[Begin GIVEN RECORDS]

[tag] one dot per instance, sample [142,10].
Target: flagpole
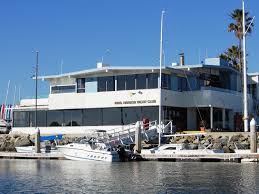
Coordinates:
[160,77]
[245,72]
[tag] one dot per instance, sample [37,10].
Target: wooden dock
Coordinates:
[219,157]
[15,155]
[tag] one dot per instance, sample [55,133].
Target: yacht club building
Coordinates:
[106,97]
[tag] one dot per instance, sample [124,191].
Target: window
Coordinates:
[62,89]
[150,112]
[92,117]
[131,115]
[110,84]
[112,116]
[80,85]
[166,81]
[121,82]
[41,118]
[54,118]
[152,80]
[106,84]
[101,85]
[21,119]
[130,82]
[141,81]
[73,117]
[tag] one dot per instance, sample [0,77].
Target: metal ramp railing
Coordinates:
[126,134]
[150,131]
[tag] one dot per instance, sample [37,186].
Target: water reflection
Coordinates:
[64,176]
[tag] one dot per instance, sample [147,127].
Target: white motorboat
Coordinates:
[169,149]
[89,150]
[31,149]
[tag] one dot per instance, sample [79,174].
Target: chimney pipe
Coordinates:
[181,59]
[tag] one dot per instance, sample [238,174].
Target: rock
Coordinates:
[228,150]
[217,146]
[236,138]
[224,140]
[22,141]
[183,141]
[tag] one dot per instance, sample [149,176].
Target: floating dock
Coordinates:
[217,157]
[16,155]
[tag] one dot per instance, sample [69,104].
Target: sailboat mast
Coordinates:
[160,77]
[245,72]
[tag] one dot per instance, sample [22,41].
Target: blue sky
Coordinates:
[79,32]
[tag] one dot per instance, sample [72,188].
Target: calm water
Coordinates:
[64,176]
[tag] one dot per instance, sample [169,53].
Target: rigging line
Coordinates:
[189,85]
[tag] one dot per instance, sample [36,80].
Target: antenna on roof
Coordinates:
[105,53]
[61,66]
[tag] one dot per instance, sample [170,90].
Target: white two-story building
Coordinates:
[106,97]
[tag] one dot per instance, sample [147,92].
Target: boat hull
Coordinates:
[81,153]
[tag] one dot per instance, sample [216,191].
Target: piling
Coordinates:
[37,141]
[138,137]
[253,136]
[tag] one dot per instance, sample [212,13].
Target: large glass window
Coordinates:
[110,83]
[92,117]
[73,117]
[41,118]
[150,112]
[80,85]
[112,116]
[121,80]
[55,118]
[20,119]
[101,85]
[131,115]
[130,82]
[91,85]
[152,80]
[166,81]
[106,84]
[62,89]
[141,80]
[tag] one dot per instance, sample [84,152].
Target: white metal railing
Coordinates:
[128,131]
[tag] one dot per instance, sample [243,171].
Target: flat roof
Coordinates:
[114,69]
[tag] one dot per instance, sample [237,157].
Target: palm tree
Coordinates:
[232,56]
[237,28]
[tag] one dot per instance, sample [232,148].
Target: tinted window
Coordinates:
[110,86]
[130,82]
[73,117]
[166,81]
[150,112]
[112,116]
[54,118]
[41,118]
[141,81]
[21,119]
[92,117]
[62,89]
[101,85]
[81,85]
[121,79]
[131,115]
[152,80]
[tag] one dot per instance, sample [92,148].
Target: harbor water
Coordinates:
[64,176]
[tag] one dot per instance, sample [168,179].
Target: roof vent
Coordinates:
[101,65]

[End GIVEN RECORDS]

# WRITTEN EXERCISE
Each line of the data should be quoted exactly, with pictures left out.

# EXERCISE RESPONSE
[tag] one dot per instance, sample [142,10].
Target: flagpole
Coordinates:
[160,77]
[245,72]
[tag] one dot per instance, sample [37,10].
Target: wooden dock
Coordinates:
[219,157]
[15,155]
[tag] one dot per instance, sample [55,133].
Target: yacht club building
Coordinates:
[106,97]
[tag] one dot per instance, sample [124,191].
Target: window
Coordinates:
[62,89]
[150,112]
[92,117]
[131,115]
[110,84]
[112,116]
[80,85]
[166,81]
[121,82]
[41,118]
[54,118]
[152,80]
[106,84]
[101,85]
[21,119]
[130,82]
[141,81]
[73,117]
[tag] one dot per instance, sample [0,77].
Target: metal ramp railing
Coordinates:
[126,134]
[150,131]
[tag] one dot per instance, sample [37,186].
Target: water reflection
Coordinates:
[64,176]
[tag] one dot per instance, sample [147,127].
Target: white motorboat
Coordinates:
[169,149]
[89,150]
[31,149]
[tag] one dot per instance, sample [79,174].
Target: chimney pipe
Coordinates:
[181,59]
[tag] one dot per instance, sample [238,174].
Target: rock
Coordinates:
[228,150]
[217,146]
[236,138]
[224,140]
[22,141]
[183,141]
[tag] one dot per instance, sample [149,176].
Target: floating dock
Coordinates:
[217,157]
[16,155]
[tag] one dot per instance, sample [69,104].
Target: sailboat mast
Coordinates:
[160,77]
[245,72]
[tag] one dot per instance, sample [22,41].
Target: blue sky
Coordinates:
[79,32]
[tag] one dot per instance, sample [72,188].
Target: calm water
Coordinates:
[64,176]
[tag] one dot per instance, sample [169,53].
Target: rigging line
Coordinates:
[189,85]
[tag] one dot per instance, sample [36,80].
Target: antenna on roof
Coordinates:
[105,53]
[61,66]
[tag] one dot per instance, sample [170,90].
Target: white two-story building
Coordinates:
[106,97]
[tag] one dot per instance, sample [147,92].
Target: boat hull
Coordinates:
[81,153]
[tag] one dot per instance, sample [216,191].
Target: piling
Coordinates:
[37,141]
[138,137]
[253,136]
[tag] one dot per instance, sample [212,13].
Target: large glass window
Coordinates:
[110,83]
[92,117]
[73,117]
[41,118]
[150,112]
[80,85]
[112,116]
[121,80]
[55,118]
[20,119]
[101,85]
[131,115]
[130,82]
[91,85]
[152,80]
[166,81]
[106,84]
[62,89]
[141,80]
[tag] one dot per instance, sample [84,152].
Target: white metal railing
Coordinates:
[128,131]
[tag] one dot per instance, sample [243,171].
Target: flat roof
Coordinates:
[114,69]
[tag] one dot per instance, sample [237,157].
Target: palm tree
Coordinates:
[232,56]
[237,28]
[tag] one dot per instance, sample [232,148].
Target: tinted window
Coordinates:
[110,86]
[130,82]
[73,117]
[166,81]
[150,112]
[112,116]
[54,118]
[41,118]
[141,81]
[21,119]
[92,117]
[62,89]
[101,85]
[81,85]
[121,79]
[131,115]
[152,80]
[tag] one dot per instance, sample [92,148].
Target: harbor water
Coordinates:
[64,176]
[tag] one dot per instance, sample [168,179].
Target: roof vent
Coordinates:
[101,65]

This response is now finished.